| What you need to do |
1. According to the Dotmesh Operator post, what does Kubernetes do when you give it a Pod specification?
2. Carry on the post about the Dotmesh Operator's architecture from its last sentence.

| Document extract |
________________________________________

The architecture of the Dotmesh Operator

/blog/operator-architecture/images/featured_hu531ec4e914fe6089f70cd8b136c4ca05_154936_1595x1148_resize_q75_box.jpg

How we built the Dotmesh Operator.

Although I’ve been writing distributed software for a long time, I’ve only recently started working with Kubernetes. This blog post won’t focus too much on the fine details of the Dotmesh Operator; I’m going to focus more on the topic of how to build a software system that tries to maintain a desired state in a changing world, and how that’s implemented as a Kubernetes Operator.

What’s an Operator?

If you’re familiar with Kubernetes, feel free to skip to the next section

Kubernetes manages Pods, which are collections of containers running Docker images, connected to external resources such as persistent storage volumes and networks; and it routes network connections in to software running in those Pods. At the lowest level, you can ask Kubernetes to create a Pod of containers by providing a specification that lists the details of the containers and the external resources it should be connected to, and it’ll find a suitable node in the cluster and fire your Pod up for you.

________________________________________

| Records |
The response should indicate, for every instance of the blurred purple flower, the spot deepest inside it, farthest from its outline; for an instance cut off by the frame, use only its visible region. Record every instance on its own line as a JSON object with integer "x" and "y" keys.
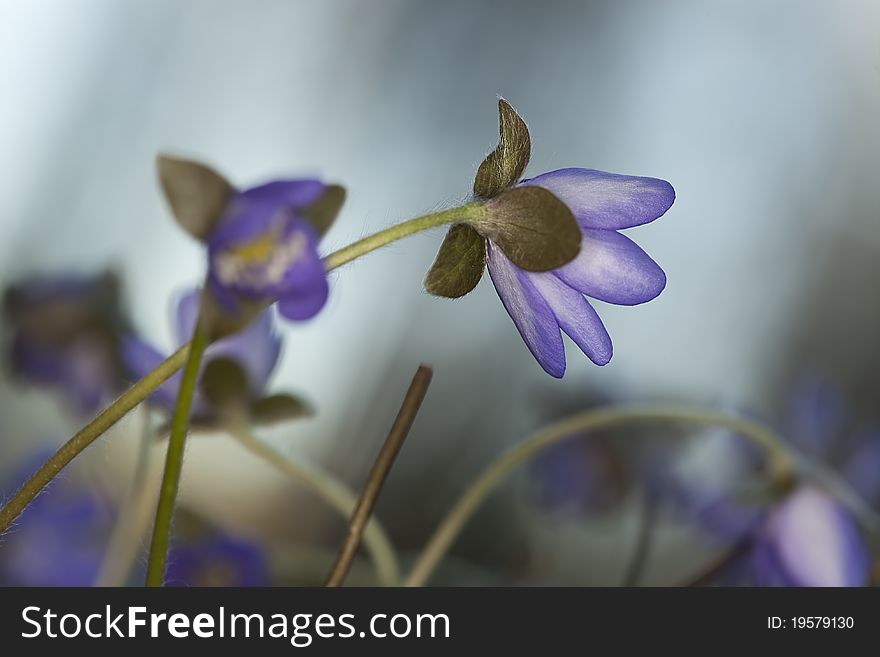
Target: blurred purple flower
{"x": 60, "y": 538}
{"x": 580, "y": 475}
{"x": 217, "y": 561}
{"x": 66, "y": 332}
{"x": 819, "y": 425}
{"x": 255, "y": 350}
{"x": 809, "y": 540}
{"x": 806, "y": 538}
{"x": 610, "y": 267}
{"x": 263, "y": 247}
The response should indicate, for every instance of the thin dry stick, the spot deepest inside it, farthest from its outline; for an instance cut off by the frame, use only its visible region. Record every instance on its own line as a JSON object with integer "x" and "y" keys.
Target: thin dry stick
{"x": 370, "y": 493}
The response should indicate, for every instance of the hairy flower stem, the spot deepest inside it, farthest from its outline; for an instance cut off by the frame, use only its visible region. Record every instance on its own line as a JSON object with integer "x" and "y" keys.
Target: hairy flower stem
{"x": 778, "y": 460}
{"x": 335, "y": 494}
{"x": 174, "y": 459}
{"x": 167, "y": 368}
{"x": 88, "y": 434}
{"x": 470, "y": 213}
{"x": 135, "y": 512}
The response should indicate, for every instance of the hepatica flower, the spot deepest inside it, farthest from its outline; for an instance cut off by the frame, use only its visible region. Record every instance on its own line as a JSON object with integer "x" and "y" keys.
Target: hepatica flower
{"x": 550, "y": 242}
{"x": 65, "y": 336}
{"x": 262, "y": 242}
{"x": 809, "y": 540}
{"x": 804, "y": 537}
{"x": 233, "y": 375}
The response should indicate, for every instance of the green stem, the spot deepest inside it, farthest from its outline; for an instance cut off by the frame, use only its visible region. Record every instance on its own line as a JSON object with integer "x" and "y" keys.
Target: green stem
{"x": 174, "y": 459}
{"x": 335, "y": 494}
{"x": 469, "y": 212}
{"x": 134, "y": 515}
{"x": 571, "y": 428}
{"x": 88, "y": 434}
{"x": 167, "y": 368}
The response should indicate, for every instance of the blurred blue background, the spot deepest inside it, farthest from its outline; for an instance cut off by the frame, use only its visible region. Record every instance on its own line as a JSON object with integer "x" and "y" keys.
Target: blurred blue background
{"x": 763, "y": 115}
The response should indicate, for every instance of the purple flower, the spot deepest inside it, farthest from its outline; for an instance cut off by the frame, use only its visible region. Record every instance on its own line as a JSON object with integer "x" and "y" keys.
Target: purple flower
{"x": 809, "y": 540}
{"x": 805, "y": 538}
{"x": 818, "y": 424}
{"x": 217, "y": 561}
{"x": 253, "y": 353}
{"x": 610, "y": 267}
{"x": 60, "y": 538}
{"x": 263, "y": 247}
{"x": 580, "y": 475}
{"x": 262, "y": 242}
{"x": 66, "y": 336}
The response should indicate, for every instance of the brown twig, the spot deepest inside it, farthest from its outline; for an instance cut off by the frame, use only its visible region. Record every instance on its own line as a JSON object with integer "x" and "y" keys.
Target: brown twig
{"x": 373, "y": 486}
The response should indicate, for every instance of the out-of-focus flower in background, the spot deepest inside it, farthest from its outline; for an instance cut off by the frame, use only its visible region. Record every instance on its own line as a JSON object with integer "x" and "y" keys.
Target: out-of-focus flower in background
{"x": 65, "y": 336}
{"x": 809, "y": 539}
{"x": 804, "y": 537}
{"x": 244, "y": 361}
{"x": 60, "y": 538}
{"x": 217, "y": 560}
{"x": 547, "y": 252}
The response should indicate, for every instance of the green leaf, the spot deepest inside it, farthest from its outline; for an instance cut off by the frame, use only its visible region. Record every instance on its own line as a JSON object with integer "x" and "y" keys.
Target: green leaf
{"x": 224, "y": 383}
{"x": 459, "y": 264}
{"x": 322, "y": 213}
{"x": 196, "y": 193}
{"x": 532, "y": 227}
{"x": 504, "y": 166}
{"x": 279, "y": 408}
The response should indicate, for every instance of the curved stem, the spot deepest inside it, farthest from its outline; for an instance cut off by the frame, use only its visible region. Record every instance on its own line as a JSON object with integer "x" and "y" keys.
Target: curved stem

________________________________________

| Responses |
1. It finds a suitable node in the cluster and starts the Pod there.

2.
However, people rarely do that directly; higher-level abstractions are provided, each of which is a logical object “in” the Kubernetes cluster. These abstractions don’t exist in any concrete sense on your nodes (they’re just an entry in a database), but the Kubernetes system uses them as descriptions of a desired setup of Pods in your cluster, and attempts to create those Pods to meet your requirements. The main ones are:

  • Deployments, which ask Kubernetes to maintain a given number of Pods all following the same specification. They can’t connect to persistent volumes unless those volumes support attachment on multiple nodes at once (eg, NFS mounts or cluster filesystems), because the Pods will (in general) be started on different nodes. This is normally used for stateless services; one might run a Deployment of ten instances of an API server Pod. Pods that terminate are restarted.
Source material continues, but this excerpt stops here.